REQUIREMENT:
Write out each line of the items below word for word, and leave the pictures out.
===== EXERCISE INPUT
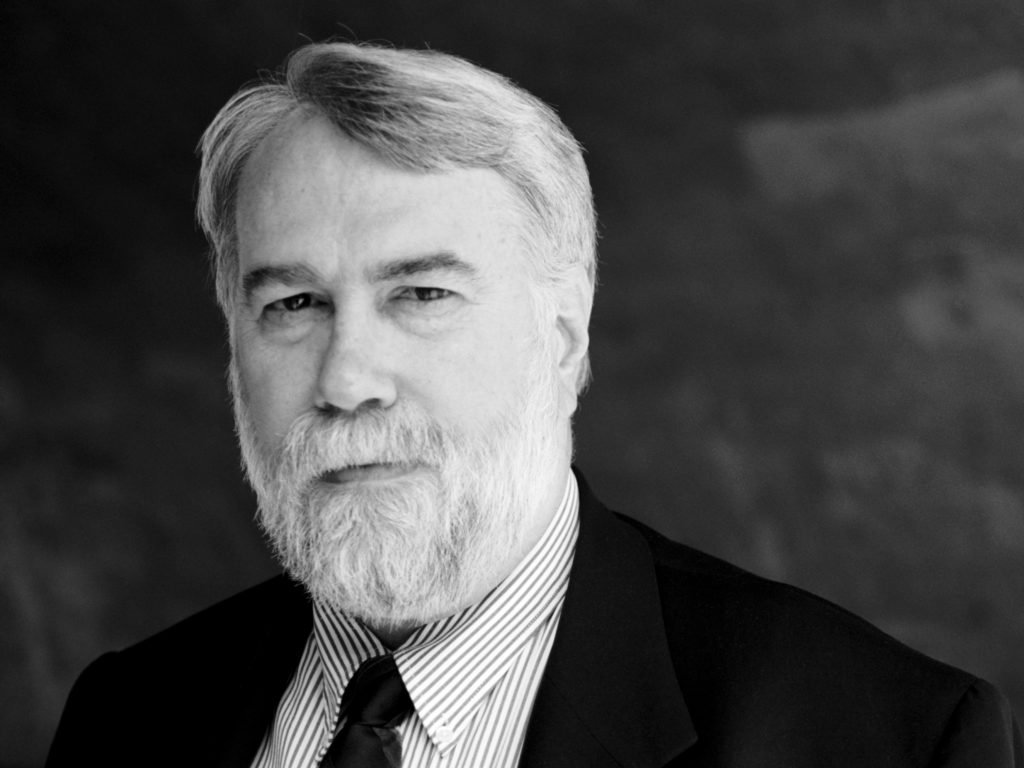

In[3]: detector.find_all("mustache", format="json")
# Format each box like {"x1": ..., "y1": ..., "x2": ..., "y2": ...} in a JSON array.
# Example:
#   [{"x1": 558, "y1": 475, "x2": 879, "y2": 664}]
[{"x1": 278, "y1": 406, "x2": 452, "y2": 478}]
==========
SOLVED PROBLEM:
In[3]: detector.find_all("mustache", format="json")
# Format each box like {"x1": ..., "y1": ..., "x2": ..., "y2": ...} in a JSON array.
# Example:
#   [{"x1": 558, "y1": 475, "x2": 879, "y2": 664}]
[{"x1": 278, "y1": 406, "x2": 452, "y2": 478}]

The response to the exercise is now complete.